CHALLENGES →
1/ Reproduce, word for word, the passage of the sermon that opens with the words containing "Stumbling, but with" and closes with "in the dark.".
2/ Pick up the sermon on Nicodemus and the dark where it stops, and keep writing.

TEXT →
"""

At Home in the Dark [Lent 4B - John 3:14-21]

 The Rev. Jeremiah Williamson

John 3:14-21

 

At Home in the Dark

 

Are you afraid of the dark?

 

I must admit: when I was a child I was.  I was afraid of the dark for the very reason Jesus gives in today’s Gospel.  Because darkness gives cover to the evil deeds of nefarious people.  And when I was a child I was afraid one of those depraved individuals would break into my house while I was sleeping. 

 

You see, we lived beside a junkyard, actually shared a driveway with the junkyard.  And from my bedroom, which was at the end of the house closest to the drive and farthest from my parents, I could hear the cars creeping over the gravel through the darkness.  In those chilling moments of the night my body would tense, my breathing would slow, my ears would become as attentive as those of potential prey: I wanted be ready in the event that my house was indeed the intended destination.  Most importantly, I would scamper across the room to flip the light switch, because I knew the light would expose their evil deeds – and perhaps cause the ne’er-do-well to abruptly abandon his unholy mission.

 

It is true that the darkness can provide the desired cover for those who are up to no good.

 

And yet, as I consider this Nicodemus story, I am also acutely aware that the setting of these statements is the dark.  Nicodemus ventured into the dark, not to hide from God, but to find God…with a poem on his lips: 

 

And in the luck of night

In secret places where no other spied

I went without my sight

Without a light to guide

Except the heart that lit me from inside.[1]

 

Stumbling, but with purpose, a man without sight, without a light to guide, through the night: Nicodemus comes face-to-face with Jesus.  It happens in the dark.

"""

ENTRIES PROVIDED →
"""

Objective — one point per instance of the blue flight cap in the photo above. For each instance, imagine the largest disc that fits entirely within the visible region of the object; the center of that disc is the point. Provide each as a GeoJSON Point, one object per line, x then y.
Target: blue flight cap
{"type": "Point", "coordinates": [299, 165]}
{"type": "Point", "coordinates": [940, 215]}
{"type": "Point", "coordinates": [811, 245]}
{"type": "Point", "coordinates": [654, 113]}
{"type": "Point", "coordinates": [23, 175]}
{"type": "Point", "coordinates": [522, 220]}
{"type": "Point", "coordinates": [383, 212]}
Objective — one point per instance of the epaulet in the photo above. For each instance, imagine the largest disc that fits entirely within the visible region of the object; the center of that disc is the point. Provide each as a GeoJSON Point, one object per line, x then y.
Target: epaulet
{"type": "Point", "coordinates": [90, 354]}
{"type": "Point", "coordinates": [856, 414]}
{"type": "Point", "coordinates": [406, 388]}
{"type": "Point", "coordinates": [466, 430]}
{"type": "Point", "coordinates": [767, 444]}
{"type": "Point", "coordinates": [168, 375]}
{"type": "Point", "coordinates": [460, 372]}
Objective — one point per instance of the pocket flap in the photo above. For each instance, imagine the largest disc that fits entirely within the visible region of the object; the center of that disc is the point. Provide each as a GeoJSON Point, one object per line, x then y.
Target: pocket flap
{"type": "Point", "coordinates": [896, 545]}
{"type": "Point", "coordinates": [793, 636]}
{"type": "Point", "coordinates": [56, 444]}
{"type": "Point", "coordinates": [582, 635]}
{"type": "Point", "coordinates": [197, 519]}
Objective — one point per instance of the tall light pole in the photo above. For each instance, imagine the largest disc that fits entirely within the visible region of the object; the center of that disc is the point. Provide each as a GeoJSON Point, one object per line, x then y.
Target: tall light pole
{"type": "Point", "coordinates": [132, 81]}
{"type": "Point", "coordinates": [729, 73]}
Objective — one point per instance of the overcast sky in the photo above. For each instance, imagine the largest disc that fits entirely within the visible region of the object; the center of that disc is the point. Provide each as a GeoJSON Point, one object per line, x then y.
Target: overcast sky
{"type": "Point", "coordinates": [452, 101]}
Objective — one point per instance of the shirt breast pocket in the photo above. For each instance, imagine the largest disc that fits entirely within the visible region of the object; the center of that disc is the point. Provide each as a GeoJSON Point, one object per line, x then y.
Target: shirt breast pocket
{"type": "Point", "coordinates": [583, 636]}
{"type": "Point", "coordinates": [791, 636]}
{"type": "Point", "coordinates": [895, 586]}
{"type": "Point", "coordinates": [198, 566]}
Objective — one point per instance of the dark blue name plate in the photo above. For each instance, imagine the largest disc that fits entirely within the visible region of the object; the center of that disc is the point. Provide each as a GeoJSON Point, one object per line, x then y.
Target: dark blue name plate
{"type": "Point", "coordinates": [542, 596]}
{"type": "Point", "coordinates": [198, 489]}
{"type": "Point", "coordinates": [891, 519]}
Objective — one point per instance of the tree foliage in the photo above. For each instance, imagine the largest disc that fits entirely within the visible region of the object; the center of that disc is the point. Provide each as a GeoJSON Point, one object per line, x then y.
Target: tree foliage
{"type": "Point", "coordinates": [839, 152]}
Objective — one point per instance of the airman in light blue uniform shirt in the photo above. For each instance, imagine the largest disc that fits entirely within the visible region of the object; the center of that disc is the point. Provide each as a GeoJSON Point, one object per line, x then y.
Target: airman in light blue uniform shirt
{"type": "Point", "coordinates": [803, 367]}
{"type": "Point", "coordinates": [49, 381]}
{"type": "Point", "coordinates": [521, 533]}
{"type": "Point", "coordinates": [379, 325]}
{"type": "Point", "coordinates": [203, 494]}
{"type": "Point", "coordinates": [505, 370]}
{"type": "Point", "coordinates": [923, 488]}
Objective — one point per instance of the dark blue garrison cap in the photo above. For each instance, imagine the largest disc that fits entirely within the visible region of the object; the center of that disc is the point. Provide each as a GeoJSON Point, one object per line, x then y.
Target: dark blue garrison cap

"""

ANSWERS TO THE TASKS →
1/
Stumbling, but with purpose, a man without sight, without a light to guide, through the night: Nicodemus comes face-to-face with Jesus.  It happens in the dark.

2/
 

Now it is true that some scholars believe that Nicodemus came to Jesus under the cover of night to avoid the watchful eyes of his peers.  And that very well could be the reason, or a reason; Jesus did, as we heard in last Sunday’s Gospel, just complete a hostile rearrangement of the Temple gift shop.  And so perhaps this meeting takes place after-hours because Nicodemus knows that an association with Jesus, a Bible-thumping, whip-handling, backwater construction worker who threatened to tear the beloved Temple to the ground, would, perhaps, ding his sterling reputation.

 

But there is another way to avoid watchful eyes and that is to stay home.  Nicodemus does not do that.  He leaves the comfort of his bed, the comfort of his station, the comfort of his status, the comfort of his static soul, to take his chances in the darkness.  Not in search of cover, not in search of a place to hide, in search of transformation, of salvation.  Once in the dark of the night he found Jesus…waiting for him.  Jesus was already there.  The light of the world burning quietly in the pitch black.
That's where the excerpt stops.